Task inputs:
▬▬▬▬▬▬▬▬▬▬

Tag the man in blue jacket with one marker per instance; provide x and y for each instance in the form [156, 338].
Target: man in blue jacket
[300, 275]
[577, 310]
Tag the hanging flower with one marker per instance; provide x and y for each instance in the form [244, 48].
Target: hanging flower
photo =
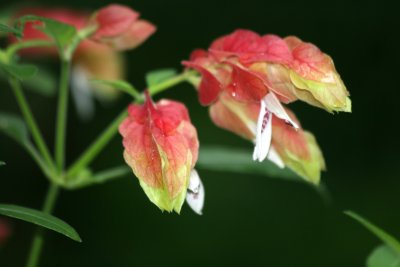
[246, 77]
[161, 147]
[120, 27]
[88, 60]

▬▬▬▬▬▬▬▬▬▬

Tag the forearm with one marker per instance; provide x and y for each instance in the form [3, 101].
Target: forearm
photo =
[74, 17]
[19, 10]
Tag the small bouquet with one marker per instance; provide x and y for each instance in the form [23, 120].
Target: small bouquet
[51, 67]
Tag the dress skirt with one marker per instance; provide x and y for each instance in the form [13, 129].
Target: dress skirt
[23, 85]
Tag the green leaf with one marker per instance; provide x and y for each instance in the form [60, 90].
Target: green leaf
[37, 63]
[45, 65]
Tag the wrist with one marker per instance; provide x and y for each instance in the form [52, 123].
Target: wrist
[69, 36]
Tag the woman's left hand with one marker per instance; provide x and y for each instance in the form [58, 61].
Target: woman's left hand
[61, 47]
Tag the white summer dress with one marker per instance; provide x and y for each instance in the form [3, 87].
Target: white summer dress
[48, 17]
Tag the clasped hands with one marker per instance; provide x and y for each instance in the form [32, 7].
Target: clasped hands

▬▬▬▬▬▬▬▬▬▬

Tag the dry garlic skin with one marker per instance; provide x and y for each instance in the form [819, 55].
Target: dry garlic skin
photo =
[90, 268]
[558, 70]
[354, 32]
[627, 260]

▬▬▬▬▬▬▬▬▬▬

Work to do: Render the lines starting at the one containing "Tag the forearm" and ending at the one containing "Target: clasped hands" as a Markdown table with the columns Row and Line. Number each row, and leave out any blank lines.

Exercise output:
| Row | Line |
|---|---|
| 1 | Tag the forearm with one marker per instance; provide x and y for each instance in the form [3, 101]. |
| 2 | Target: forearm |
| 3 | photo = |
| 4 | [74, 17] |
| 5 | [19, 10] |
| 6 | Tag the small bouquet with one marker per instance; provide x and y for each instance in the form [23, 120]. |
| 7 | Target: small bouquet |
| 8 | [51, 67] |
| 9 | Tag the dress skirt with one marker per instance; provide x and y for each instance in the form [13, 129]. |
| 10 | Target: dress skirt |
| 11 | [23, 85] |
| 12 | Tag the green leaf with one marker per instance; provide x and y for each instance in the form [60, 90]. |
| 13 | Target: green leaf |
| 14 | [37, 63] |
| 15 | [45, 65] |
| 16 | Tag the wrist with one marker per instance; provide x and y for each instance in the form [52, 123]. |
| 17 | Target: wrist |
| 18 | [69, 36] |
| 19 | Tag the woman's left hand with one marker per instance; provide x and y for each instance in the form [58, 61]. |
| 20 | Target: woman's left hand |
| 21 | [61, 47] |
| 22 | Tag the white summer dress with one marker per instance; provide x and y for each instance in the form [3, 87]. |
| 23 | Target: white summer dress |
| 24 | [48, 17] |
| 25 | Tag the clasped hands with one marker per instance; provide x and y for each instance in the form [32, 7]. |
| 26 | Target: clasped hands |